### Excerpted records
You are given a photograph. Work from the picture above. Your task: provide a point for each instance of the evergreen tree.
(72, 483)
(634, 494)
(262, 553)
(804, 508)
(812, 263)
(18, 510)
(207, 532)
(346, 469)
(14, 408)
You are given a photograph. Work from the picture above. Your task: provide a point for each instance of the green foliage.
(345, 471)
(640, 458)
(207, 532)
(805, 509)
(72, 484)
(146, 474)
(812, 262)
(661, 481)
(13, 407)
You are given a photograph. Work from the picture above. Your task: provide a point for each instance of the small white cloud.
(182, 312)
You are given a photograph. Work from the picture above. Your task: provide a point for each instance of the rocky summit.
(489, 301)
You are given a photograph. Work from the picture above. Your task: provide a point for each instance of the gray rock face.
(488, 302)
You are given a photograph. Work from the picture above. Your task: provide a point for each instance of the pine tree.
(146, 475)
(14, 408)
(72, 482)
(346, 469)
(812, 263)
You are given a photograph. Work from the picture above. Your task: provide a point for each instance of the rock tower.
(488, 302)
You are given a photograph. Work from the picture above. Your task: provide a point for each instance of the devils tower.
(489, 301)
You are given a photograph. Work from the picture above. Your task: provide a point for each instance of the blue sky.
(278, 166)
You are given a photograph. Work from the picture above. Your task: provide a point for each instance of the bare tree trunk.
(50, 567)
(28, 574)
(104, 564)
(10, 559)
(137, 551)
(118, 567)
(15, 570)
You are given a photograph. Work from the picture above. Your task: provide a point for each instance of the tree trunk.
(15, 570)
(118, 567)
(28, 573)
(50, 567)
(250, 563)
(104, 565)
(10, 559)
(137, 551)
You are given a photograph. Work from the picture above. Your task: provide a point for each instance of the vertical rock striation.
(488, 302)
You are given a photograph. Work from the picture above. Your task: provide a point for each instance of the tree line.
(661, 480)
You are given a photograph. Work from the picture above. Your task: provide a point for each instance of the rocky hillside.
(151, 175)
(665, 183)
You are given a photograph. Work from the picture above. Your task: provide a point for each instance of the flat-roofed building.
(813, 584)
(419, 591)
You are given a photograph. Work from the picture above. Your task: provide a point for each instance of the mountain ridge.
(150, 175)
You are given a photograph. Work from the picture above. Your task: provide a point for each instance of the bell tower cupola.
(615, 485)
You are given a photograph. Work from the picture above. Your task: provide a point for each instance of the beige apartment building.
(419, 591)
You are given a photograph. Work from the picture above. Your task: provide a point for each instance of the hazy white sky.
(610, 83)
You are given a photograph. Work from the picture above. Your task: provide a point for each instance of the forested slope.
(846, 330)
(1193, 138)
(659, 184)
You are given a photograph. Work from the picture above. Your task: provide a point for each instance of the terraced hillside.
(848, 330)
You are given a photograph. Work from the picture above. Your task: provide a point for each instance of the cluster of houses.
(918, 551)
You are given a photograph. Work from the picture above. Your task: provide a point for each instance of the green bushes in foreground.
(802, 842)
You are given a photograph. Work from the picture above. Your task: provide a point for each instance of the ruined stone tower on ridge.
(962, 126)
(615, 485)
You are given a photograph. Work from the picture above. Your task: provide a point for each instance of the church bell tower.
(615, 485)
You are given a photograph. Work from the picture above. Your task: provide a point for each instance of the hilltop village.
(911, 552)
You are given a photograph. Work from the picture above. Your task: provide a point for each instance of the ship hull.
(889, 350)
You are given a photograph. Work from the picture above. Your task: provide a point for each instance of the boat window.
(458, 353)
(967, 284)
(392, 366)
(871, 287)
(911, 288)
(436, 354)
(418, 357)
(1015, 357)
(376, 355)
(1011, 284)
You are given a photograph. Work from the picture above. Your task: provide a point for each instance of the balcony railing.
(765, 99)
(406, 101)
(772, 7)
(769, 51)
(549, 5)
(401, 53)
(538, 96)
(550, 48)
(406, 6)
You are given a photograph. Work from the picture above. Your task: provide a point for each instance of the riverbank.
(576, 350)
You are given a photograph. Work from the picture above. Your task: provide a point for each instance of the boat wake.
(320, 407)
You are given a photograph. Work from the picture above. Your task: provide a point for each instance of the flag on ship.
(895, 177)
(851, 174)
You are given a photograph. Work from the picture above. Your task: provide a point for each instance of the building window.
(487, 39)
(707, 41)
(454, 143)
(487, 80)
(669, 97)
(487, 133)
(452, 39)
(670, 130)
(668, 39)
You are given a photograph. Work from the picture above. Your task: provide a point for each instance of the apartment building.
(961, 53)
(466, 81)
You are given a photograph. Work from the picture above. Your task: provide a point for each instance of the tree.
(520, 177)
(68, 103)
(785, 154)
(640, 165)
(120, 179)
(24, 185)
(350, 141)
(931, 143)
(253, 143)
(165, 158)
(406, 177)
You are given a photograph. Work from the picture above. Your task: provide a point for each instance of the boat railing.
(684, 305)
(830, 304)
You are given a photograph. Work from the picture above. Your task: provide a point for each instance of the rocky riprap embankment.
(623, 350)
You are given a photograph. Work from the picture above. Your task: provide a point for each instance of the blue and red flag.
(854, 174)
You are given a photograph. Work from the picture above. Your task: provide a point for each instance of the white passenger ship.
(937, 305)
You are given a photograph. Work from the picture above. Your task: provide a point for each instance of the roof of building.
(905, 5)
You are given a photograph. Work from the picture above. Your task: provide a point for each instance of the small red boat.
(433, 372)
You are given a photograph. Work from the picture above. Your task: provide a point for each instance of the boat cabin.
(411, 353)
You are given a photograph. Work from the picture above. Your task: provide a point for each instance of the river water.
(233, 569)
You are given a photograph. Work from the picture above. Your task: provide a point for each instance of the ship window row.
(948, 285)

### Exercise objective
Restate each record above word for word.

### Solution to this task
You are given a photograph. Work from the picture above. Your task: provide a point for each instance of the evergreen tree.
(72, 483)
(634, 494)
(262, 553)
(804, 508)
(812, 263)
(18, 510)
(207, 532)
(346, 469)
(14, 408)
You are given a photograph. Work from the picture above. Your task: provide a point for each instance of the green foliage.
(345, 471)
(640, 458)
(207, 532)
(805, 509)
(72, 484)
(146, 474)
(812, 262)
(661, 481)
(13, 407)
You are given a photograph. Work from the picture above. Your task: provide a point for each instance of the small white cloud.
(182, 312)
You are given a photograph. Work from the picture above. Your task: provide a point for each instance of the rocky summit.
(489, 301)
You are given a photograph. Work from the picture above. Your task: provide a point for each instance of the gray rock face.
(488, 302)
You are given a photograph. Work from the picture above. Your task: provide a point for each instance of the pine tree.
(146, 475)
(14, 408)
(72, 482)
(346, 469)
(812, 263)
You are given a photograph. Work from the picture above. Your task: provide a point for each instance of the rock tower.
(488, 302)
You are given a photograph. Work from the picture above. Your task: provide a point for each instance of the devils tower.
(489, 301)
You are given a photograph. Work from the picture above. Your task: provide a point for each instance of the blue sky.
(278, 166)
You are given a photograph. Work from the picture above. Your task: provide a point for each instance of the bare tree trunk.
(50, 567)
(28, 574)
(104, 564)
(10, 559)
(137, 551)
(118, 567)
(15, 570)
You are given a photograph. Work from the picture above. Your task: provide a point for each instance of the tree trunk.
(15, 570)
(118, 567)
(28, 573)
(50, 567)
(250, 563)
(104, 565)
(10, 559)
(137, 551)
You are given a photograph. Work from the picture above. Your task: provide a point for each instance of the vertical rock striation.
(488, 302)
You are given a photograph. Work from the picture above. Your task: provide a point for each instance of the tree line.
(661, 480)
You are given a photograph. Work from the picture above. Your task: provide a point for each instance of the rocky hillside.
(151, 175)
(665, 183)
You are given a photograph. Work from the picture above. Your task: provide a point for each instance of the flat-roofed building.
(813, 584)
(419, 591)
You are given a photograph. Work from the picture above. Your task: provide a point for each instance of the mountain ridge.
(150, 175)
You are given a photograph. Work from the picture above. Your task: provide a point for each instance of the bell tower cupola.
(615, 485)
You are given a photograph. Work from the picture above. Your task: provide a point for each instance of the beige apartment building.
(419, 591)
You are given a photograph. Work from the picture above. Your task: provide a point for each instance of the hazy white sky.
(610, 83)
You are given a photograph. Work from the picture above. Your task: provide a point for each instance of the forested slope.
(846, 330)
(1193, 138)
(659, 184)
You are given a photograph. Work from the picture above. Your task: provide a point for each instance of the terraced hillside.
(848, 330)
You are given a photograph. Work from the picture above. Your task: provide a point for each instance of the cluster of houses.
(918, 551)
You are given a photograph. Work from the picture above. Your task: provide a point for each instance of the green bushes in foreground.
(802, 842)
You are given a photograph. Work from the picture above. Your task: provide a point for each instance of the ruined stone tower on ridge.
(962, 126)
(615, 485)
You are given a photograph. Work from the picture above. Your task: provide a point for each instance of the church bell tower.
(615, 485)
You are given a photograph. Work from the picture above. Your task: provide a point for each instance of the hilltop village.
(911, 552)
You are given a photograph. Work from the picture above. Your task: provide a point for each instance of the ship hull.
(889, 350)
You are given a photograph. Work from the picture above. Your task: provide a point for each instance of the boat window.
(458, 353)
(967, 284)
(392, 366)
(871, 287)
(911, 288)
(436, 354)
(418, 357)
(1015, 357)
(376, 355)
(1011, 284)
You are given a photograph. Work from the picture above. Your task: provide a point for each instance of the balcony railing.
(765, 99)
(406, 101)
(772, 7)
(769, 51)
(549, 5)
(401, 53)
(538, 96)
(550, 48)
(406, 6)
You are given a photograph. Work from the picture above. Your task: provide a point for each instance of the riverbank.
(576, 350)
You are given a photograph. Work from the picture above. Your task: provide a point for each instance of the boat wake.
(320, 407)
You are given a photograph. Work from the picture above. Your task: provide a point for each instance of the flag on ship.
(895, 177)
(851, 174)
You are given a photograph. Work from the picture above. Your task: provide a point for each instance of the building window.
(487, 39)
(707, 41)
(454, 143)
(487, 80)
(669, 97)
(487, 133)
(452, 39)
(670, 130)
(668, 39)
You are given a photograph. Work from the picture above. Your task: provide a point for each instance of the apartment building.
(961, 53)
(466, 81)
You are given a photograph. Work from the picture above. Your task: provide a point for each instance of the tree.
(520, 177)
(68, 103)
(785, 154)
(640, 165)
(120, 179)
(24, 185)
(350, 141)
(931, 143)
(253, 143)
(165, 158)
(406, 177)
You are given a photograph. Work from the picture above. Your task: provide a point for each instance of the boat railing.
(684, 305)
(830, 304)
You are given a photograph. Work from the picture above. Your task: provide a point for each instance of the rocky riprap embankment.
(623, 350)
You are given a photograph. Work from the picture above. Your task: provide a point for each instance of the blue and red flag.
(854, 174)
You are given a photograph. Work from the picture above. Your task: provide a point for each instance of the white passenger ship.
(937, 305)
You are given a photograph. Work from the picture above. Your task: provide a point for each instance of the roof of building.
(905, 5)
You are given a photograph. Work from the picture above. Your task: provide a point for each instance of the small red boat.
(433, 372)
You are given a photograph. Work from the picture above. Your task: provide a point for each instance of the boat cabin.
(411, 353)
You are given a photograph. Work from the picture above. Your task: provide a point for each instance of the river water.
(233, 569)
You are given a photograph. Work from the picture above. Your task: provide a point for each instance of the ship window row.
(948, 285)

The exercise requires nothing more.